Repeat the records in full. No pictures belong in the copy.

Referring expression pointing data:
======
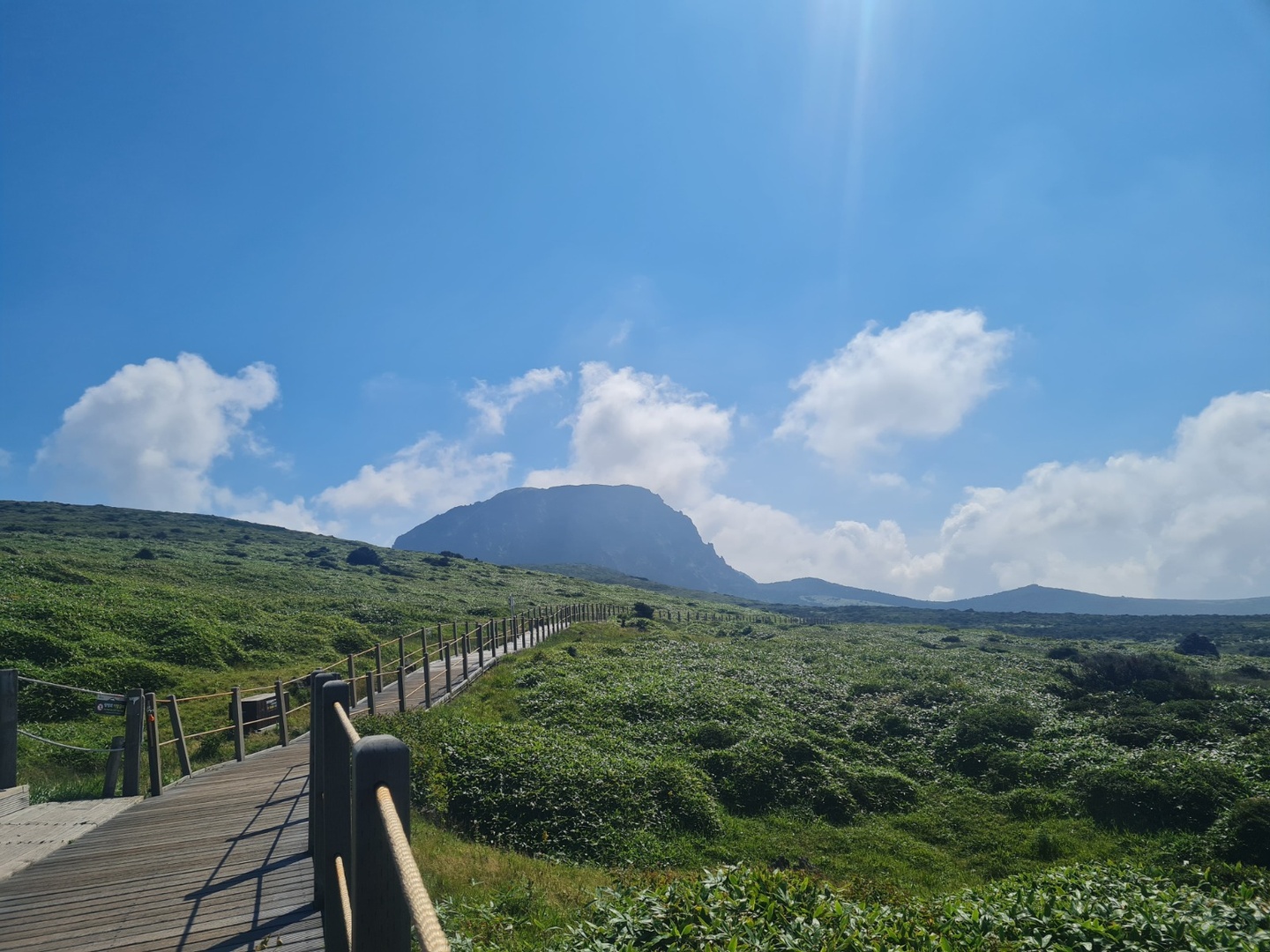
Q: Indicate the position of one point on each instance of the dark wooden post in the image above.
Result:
(8, 727)
(153, 747)
(179, 734)
(317, 802)
(236, 716)
(335, 822)
(280, 697)
(133, 716)
(112, 767)
(381, 919)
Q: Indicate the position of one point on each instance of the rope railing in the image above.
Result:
(60, 744)
(68, 687)
(456, 645)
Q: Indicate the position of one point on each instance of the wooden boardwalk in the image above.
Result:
======
**Result for this exercise:**
Q: Indicate the position of one point on each instance of the dark wooden post in the image above.
Result:
(8, 727)
(153, 747)
(179, 734)
(317, 802)
(236, 716)
(335, 822)
(280, 697)
(133, 716)
(112, 767)
(381, 919)
Q: Indicate the position of one point on each instance of the rope railing in the image above.
Result:
(60, 744)
(68, 687)
(456, 645)
Q: Indicate the position of one point on each instance of the wooden boardwalk in the image above.
Result:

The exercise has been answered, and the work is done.